Self-Regulatory Organizations; Municipal Securities Rulemaking 
Board; Notice of Filing of Proposed Rule Change Relating to Restated 
Articles of Incorporation and By-Laws

April 7, 2006.
    Pursuant to section 19(b)(1) of the Securities Exchange Act of 1934 
(``Act''),\1\ and Rule 19b-4 thereunder,\2\ notice is hereby given that 
on March 20, 2006, the Municipal Securities Rulemaking Board (``MSRB'' 
or ``Board'') filed with the Securities and Exchange Commission 
(``SEC'' or ``Commission'') the proposed rule change as described in 
Items I, II, and III below, which Items have been prepared by the MSRB. 
The Commission is publishing this notice to solicit comments on the 
proposed rule change from interested persons.
---------------------------------------------------------------------------

    \1\ 15 U.S.C. 78s(b)(1).
    \2\ 17 CFR 240.19b-4.
---------------------------------------------------------------------------

I. Self-Regulatory Organization's Statement of the Terms of Substance 
of the Proposed Rule Change

    The MSRB is filing with the Commission a proposed rule change 
consisting of the MSRB's Restated Articles of Incorporation and By-
Laws. The text of the proposed rule change is available on the MSRB's 
Web site (https://www.msrb.org), at the MSRB's principal office, and at 
the Commission's Public Reference Room.

II. Self-Regulatory Organization's Statement of the Purpose of, and 
Statutory Basis for, the Proposed Rule Change

    In its filing with the Commission, the MSRB included statements 
concerning the purpose of and basis for the proposed rule change and 
discussed any comments it received on the proposed rule change. The 
text of these statements may be examined at the places specified

[[Page 19572]]

in Item IV below. The MSRB has prepared summaries, set forth in 
sections A, B, and C below, of the most significant aspects of such 
statements.

A. Self-Regulatory Organization's Statement of the Purpose of, and 
Statutory Basis for, the Proposed Rule Change

1. Purpose
    The MSRB is a Virginia nonstock corporation. Currently, MSRB Rule 
A-11 (and By-Law Article 11) contains an indemnification provision for 
Board members and employees. The Board is filing Restated Articles of 
Incorporation to include an expanded indemnification provision and to 
make other technical revisions. New Article 8 will permit the MSRB to 
indemnify directors, officers and employees or any person serving at 
the request of the Board as a director, trustee, officer, employee or 
agent of another corporation or of a partnership, joint venture, trust, 
or other enterprise, including service with respect to an employee 
benefit plan, to the fullest extent authorized under Virginia law. This 
provision also requires the advancement of expenses under certain 
circumstances. This indemnification provision must be included in the 
Articles of Incorporation to be effective. Once the proposed rule 
change is approved and the MSRB files and obtains approval for the 
Restated Articles of Incorporation by the State of Virginia, the MSRB 
will file with the SEC to delete Rule A-11 (and By-Law Article 11), for 
immediate effectiveness.

*-*-*

**Given problem a**: Turn every line of the records into a numbered list, skipping blank lines and leaving the pictures out.

*-*-*

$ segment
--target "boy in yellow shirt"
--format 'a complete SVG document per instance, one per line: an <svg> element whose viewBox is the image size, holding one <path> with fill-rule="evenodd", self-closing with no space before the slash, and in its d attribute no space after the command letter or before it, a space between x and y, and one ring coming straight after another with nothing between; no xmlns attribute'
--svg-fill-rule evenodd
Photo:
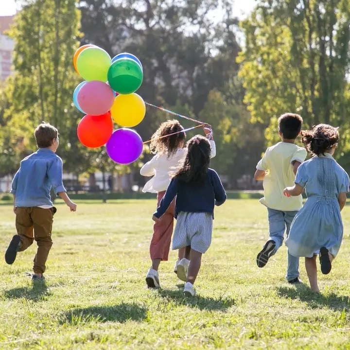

*-*-*

**Given problem b**: According to the notice of the MSRB filing, where is the text of the proposed rule change available? List every place.

**Task result a**:
1. $ segment
2. --target "boy in yellow shirt"
3. --format 'a complete SVG document per instance, one per line: an <svg> element whose viewBox is the image size, holding one <path> with fill-rule="evenodd", self-closing with no space before the slash, and in its d attribute no space after the command letter or before it, a space between x and y, and one ring coming straight after another with nothing between; no xmlns attribute'
4. --svg-fill-rule evenodd
5. Photo:

**Task result b**:
- The MSRB's Web site (https://www.msrb.org)
- The MSRB's principal office
- The Commission's Public Reference Room